*Material shown*

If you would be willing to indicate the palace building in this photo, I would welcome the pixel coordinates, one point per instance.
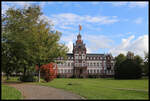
(80, 64)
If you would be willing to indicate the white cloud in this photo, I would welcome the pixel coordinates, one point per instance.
(138, 20)
(130, 4)
(118, 3)
(70, 46)
(138, 46)
(96, 42)
(65, 20)
(138, 4)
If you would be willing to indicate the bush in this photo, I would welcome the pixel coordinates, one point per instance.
(27, 78)
(128, 69)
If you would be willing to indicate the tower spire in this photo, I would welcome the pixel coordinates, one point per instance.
(80, 28)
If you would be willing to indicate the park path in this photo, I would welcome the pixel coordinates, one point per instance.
(32, 91)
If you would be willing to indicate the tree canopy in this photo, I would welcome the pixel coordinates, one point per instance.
(29, 39)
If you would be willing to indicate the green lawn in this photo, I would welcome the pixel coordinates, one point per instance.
(10, 93)
(103, 88)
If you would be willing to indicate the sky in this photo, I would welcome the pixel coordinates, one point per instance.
(107, 27)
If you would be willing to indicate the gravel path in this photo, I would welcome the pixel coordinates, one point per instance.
(32, 91)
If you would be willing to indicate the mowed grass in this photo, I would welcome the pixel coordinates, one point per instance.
(10, 93)
(102, 88)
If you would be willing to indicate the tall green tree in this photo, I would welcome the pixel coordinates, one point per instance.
(118, 60)
(146, 63)
(138, 60)
(32, 40)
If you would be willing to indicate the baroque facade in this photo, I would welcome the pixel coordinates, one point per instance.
(80, 64)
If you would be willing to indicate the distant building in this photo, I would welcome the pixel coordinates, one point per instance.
(130, 55)
(80, 64)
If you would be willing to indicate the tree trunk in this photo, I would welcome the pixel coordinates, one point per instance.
(39, 74)
(24, 73)
(7, 76)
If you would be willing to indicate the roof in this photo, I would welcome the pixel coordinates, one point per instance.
(89, 54)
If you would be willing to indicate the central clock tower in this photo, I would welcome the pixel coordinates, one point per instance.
(79, 52)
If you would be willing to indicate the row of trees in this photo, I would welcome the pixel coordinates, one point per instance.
(131, 68)
(27, 40)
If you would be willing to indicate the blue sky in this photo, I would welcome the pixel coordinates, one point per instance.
(107, 27)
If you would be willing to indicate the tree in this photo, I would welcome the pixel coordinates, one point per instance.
(138, 60)
(118, 60)
(146, 63)
(31, 38)
(45, 47)
(129, 69)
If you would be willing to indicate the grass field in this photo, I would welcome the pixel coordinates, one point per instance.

*Work task*
Retype the records above exactly, leaving every picture out of your copy.

*Response box*
If you would be willing to indicate the palace building in this photo, I would welcome the pixel coordinates, one point per instance.
(80, 64)
If you would be willing to indicate the white cloud in this photo, I would welcome the pixel coordinates, one point per instance.
(138, 20)
(130, 4)
(118, 3)
(70, 46)
(138, 46)
(96, 42)
(65, 20)
(138, 4)
If you would be willing to indicate the bush in this photo, I would welcome the pixel coordinates, one point per instance.
(27, 78)
(128, 69)
If you would be willing to indicate the tower spire in this photo, I would welcome the pixel coordinates, one point per instance.
(80, 28)
If you would be willing to indicate the park path in this photo, I would welcome the pixel coordinates, one point per instance.
(32, 91)
If you would be willing to indicate the tree canopy in this photo, I would welcome the pixel coordinates, one point per instance.
(29, 39)
If you would be willing to indicate the green lawn in this photo, I would welcome the pixel coordinates, one point per instance.
(10, 93)
(103, 88)
If you would be willing to indicate the sky in this photo, I would welcome the pixel coordinates, one point per instance.
(107, 27)
If you would be willing to indicate the gravel path in this photo, I would welcome the pixel coordinates, one point per instance.
(32, 91)
If you would be willing to indicate the mowed grass in this photo, I would welcome the pixel coordinates, one point per instance.
(10, 93)
(102, 88)
If you would be willing to indicate the tall green tree in this photo, I would welcome the pixel coordinates, one point per instance.
(118, 60)
(146, 63)
(138, 60)
(32, 40)
If you would be willing to indicate the baroque facade in this photo, I would welcome the pixel coordinates, one point per instance.
(80, 64)
If you would be willing to indicate the distant building in this photo, I would welcome the pixel coordinates, one point per instance.
(130, 55)
(80, 64)
If you would be willing to indicate the tree trunk in this photo, I would welcome the pixel coordinates, one point per instance.
(39, 74)
(24, 73)
(7, 76)
If you would be willing to indicate the roof in this photo, I would welcome the pixel coordinates, one point per instance.
(89, 54)
If you would be willing to indicate the central clock tower in this photo, I would welcome the pixel coordinates, one point per instance.
(79, 52)
If you would be willing to indicate the row of trees in this photo, I would welcome the pixel coordinates, one point per instance.
(131, 68)
(27, 40)
If you would be willing to indicate the blue sky in this photo, I would welcome the pixel coordinates, one point per instance.
(107, 27)
If you would be willing to indicate the tree in this photo, I would welcome the pixel coordinates, one point per instance.
(138, 60)
(118, 60)
(146, 63)
(31, 38)
(45, 47)
(129, 69)
If you would be willing to indicate the grass field in this photo, I would welcome the pixel coordinates, one point per instance.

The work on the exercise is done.